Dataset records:

┄┄┄┄┄┄┄┄┄┄

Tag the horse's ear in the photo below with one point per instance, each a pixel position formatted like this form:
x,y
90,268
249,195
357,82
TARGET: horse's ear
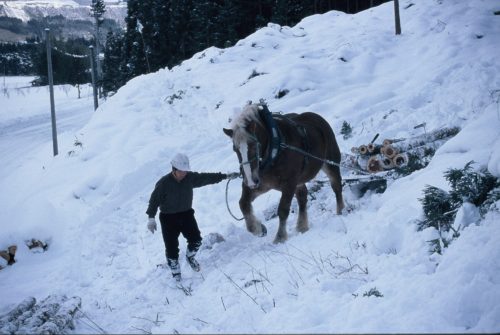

┄┄┄┄┄┄┄┄┄┄

What the task asks:
Please return each line of the data above in which the word "horse" occurs.

Exercise answer:
Tag the horse's ear in the photo below with one point per instance, each a pixel position formatted like this form:
TARGET: horse's ear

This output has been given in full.